### Requirement
In full and without alteration, output each record given here.

### Entries taken from a collection
________________________________________

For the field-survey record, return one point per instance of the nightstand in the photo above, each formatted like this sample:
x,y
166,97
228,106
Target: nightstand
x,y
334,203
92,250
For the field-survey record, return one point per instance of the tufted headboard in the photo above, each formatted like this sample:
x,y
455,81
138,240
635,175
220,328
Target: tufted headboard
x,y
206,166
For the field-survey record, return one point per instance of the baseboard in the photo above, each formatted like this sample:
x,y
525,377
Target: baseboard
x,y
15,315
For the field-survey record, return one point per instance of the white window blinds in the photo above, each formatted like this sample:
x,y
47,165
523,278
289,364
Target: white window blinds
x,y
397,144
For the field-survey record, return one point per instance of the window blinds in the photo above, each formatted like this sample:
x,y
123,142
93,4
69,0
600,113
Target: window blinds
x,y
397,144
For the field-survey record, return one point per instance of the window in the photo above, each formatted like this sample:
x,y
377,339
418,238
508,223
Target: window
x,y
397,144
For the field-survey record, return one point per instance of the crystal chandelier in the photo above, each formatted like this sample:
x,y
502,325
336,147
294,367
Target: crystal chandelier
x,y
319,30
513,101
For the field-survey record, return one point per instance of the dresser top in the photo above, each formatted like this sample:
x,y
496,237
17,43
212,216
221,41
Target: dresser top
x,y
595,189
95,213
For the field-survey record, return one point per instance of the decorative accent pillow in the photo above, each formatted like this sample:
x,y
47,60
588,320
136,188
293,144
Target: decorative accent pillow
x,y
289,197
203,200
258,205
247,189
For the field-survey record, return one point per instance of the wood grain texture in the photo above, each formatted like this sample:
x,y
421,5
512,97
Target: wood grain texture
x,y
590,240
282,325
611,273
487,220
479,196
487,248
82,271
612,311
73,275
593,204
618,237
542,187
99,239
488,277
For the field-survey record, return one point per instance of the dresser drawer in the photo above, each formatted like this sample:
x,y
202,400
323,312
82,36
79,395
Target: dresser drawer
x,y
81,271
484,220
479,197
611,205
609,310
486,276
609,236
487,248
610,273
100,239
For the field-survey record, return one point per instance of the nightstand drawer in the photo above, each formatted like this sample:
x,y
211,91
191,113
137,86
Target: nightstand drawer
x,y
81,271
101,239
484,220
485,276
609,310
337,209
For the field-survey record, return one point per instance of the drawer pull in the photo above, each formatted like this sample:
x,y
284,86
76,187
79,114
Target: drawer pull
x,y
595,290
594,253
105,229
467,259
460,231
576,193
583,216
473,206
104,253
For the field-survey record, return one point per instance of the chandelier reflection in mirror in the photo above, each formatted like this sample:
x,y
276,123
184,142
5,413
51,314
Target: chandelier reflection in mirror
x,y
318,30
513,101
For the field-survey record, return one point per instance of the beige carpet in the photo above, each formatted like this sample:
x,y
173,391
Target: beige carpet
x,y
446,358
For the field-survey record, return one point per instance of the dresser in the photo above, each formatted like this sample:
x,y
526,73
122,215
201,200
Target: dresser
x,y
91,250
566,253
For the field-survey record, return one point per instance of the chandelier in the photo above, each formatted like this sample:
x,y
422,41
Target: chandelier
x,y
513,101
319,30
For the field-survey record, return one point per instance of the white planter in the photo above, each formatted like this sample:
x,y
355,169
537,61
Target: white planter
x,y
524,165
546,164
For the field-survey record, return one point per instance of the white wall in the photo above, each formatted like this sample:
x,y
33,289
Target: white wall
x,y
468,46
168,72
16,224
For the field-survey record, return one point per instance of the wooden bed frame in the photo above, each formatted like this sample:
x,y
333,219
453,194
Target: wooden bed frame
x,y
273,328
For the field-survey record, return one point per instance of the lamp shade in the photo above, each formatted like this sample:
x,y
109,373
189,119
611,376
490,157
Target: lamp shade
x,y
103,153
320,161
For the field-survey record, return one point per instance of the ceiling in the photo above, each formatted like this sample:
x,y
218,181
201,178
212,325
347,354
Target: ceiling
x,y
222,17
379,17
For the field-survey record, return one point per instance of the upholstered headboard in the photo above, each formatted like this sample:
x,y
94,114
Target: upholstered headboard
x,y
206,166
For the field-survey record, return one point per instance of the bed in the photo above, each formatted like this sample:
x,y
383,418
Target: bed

________________________________________

### Exercise answer
For the field-survey record, return one point per instance of the nightstand in the photo above, each formatted like this sample:
x,y
166,97
228,106
Target: nightstand
x,y
334,203
92,250
For the field-survey record, return one point per instance of the tufted headboard in the photo above, each formatted like this sample:
x,y
455,81
138,240
635,175
220,328
Target: tufted headboard
x,y
206,166
For the field-survey record, return one point per instance of the baseboard in the photo above, each formatted like this sample:
x,y
525,377
Target: baseboard
x,y
15,315
For the field-survey record, return one point per instance of the white window blinds in the photo above, each formatted like this sample:
x,y
47,165
523,278
289,364
Target: white window blinds
x,y
397,144
For the field-survey record, return one point per instance of the window blinds in the photo above, each formatted like this sample:
x,y
123,142
93,4
69,0
600,113
Target: window blinds
x,y
397,144
For the field-survey record, return one point per instance of the window in the photo above, each formatted like this sample:
x,y
377,339
418,238
508,223
Target: window
x,y
397,144
For the field-survey record, return one point per instance of the crystal chandelier in the photo above, each formatted like this sample:
x,y
502,325
336,147
294,367
Target: crystal chandelier
x,y
319,30
513,101
For the field-survey record, return one point per instance of the dresser top in the photo above, each formatted like this sample:
x,y
496,237
17,43
212,216
221,41
Target: dresser top
x,y
595,189
95,213
For the field-survey record, return one point per instance of the decorative accent pillow in the photo above, each formatted like this sample:
x,y
47,60
588,320
136,188
293,144
Target: decorative accent pillow
x,y
289,197
203,200
258,205
247,189
For the field-survey record, return one point per instance of the wood grain texture in the photo above, each formatted like this sample:
x,y
421,5
512,97
Target: wood grain texture
x,y
590,240
282,325
611,273
487,220
479,196
487,248
82,271
612,311
73,275
593,204
618,237
542,187
99,239
488,277
For the field-survey record, return one point per instance of the dresser drawer in the photo above, each formatted like this sample:
x,y
202,400
323,312
82,36
79,395
Target: dresser drawer
x,y
81,271
484,220
479,197
611,205
609,310
486,276
609,236
487,248
610,273
100,239
For the field-survey record, return one point per instance of the nightstand drawer in the photo above, each formatted like this sample:
x,y
211,91
191,113
137,86
Target: nightstand drawer
x,y
81,271
101,239
484,220
485,276
609,310
337,209
For the field-survey record, return one point per instance of the drawer pull in the photo above, each formatted like this sample:
x,y
284,86
76,187
79,114
Target: drawer pull
x,y
595,290
594,253
105,229
467,259
460,231
576,193
583,216
473,206
104,253
For the field-survey record, return one point per instance of the chandelier reflection in mirror in the photo above, each formatted like this sample:
x,y
276,123
184,142
5,413
51,314
Target: chandelier reflection in mirror
x,y
318,30
513,101
For the field-survey record, return one point per instance of the beige carpet in the photo above, each formatted like this sample:
x,y
173,391
Target: beige carpet
x,y
446,358
For the field-survey record, return one point per instance of the dresser in the photo above, each formatted like this sample:
x,y
526,73
122,215
201,200
Target: dresser
x,y
91,250
566,253
For the field-survey record, return one point per instance of the chandelier in the photo above, each formatted like this sample:
x,y
422,41
Target: chandelier
x,y
513,101
319,30
For the field-survey record, return one point per instance of the white planter in the photo above, each formatted like this sample:
x,y
355,169
537,61
Target: white planter
x,y
524,165
546,164
For the field-survey record, return one point per instance of the white wall in the photo above, each formatted like this sample:
x,y
33,289
Target: white wall
x,y
468,46
168,72
16,224
For the field-survey record, return one point per instance of the wooden bed frame in the photo above, each formatted like this sample:
x,y
333,219
453,194
Target: wooden bed frame
x,y
273,328
For the field-survey record, return one point per instance of the lamp shade in the photo above, each formatted like this sample:
x,y
109,373
189,119
611,376
490,157
Target: lamp shade
x,y
103,153
320,161
For the field-survey record, return one point per instance of the ceiling in the photo above, each formatted like this sample:
x,y
218,181
201,178
212,325
347,354
Target: ceiling
x,y
222,17
379,17
For the field-survey record, return one point per instance of the upholstered headboard in the photo above, each formatted like this sample:
x,y
94,114
Target: upholstered headboard
x,y
206,166
For the field-survey record, return one point per instance of the bed in the photo above, each formatted like this sample:
x,y
383,418
Target: bed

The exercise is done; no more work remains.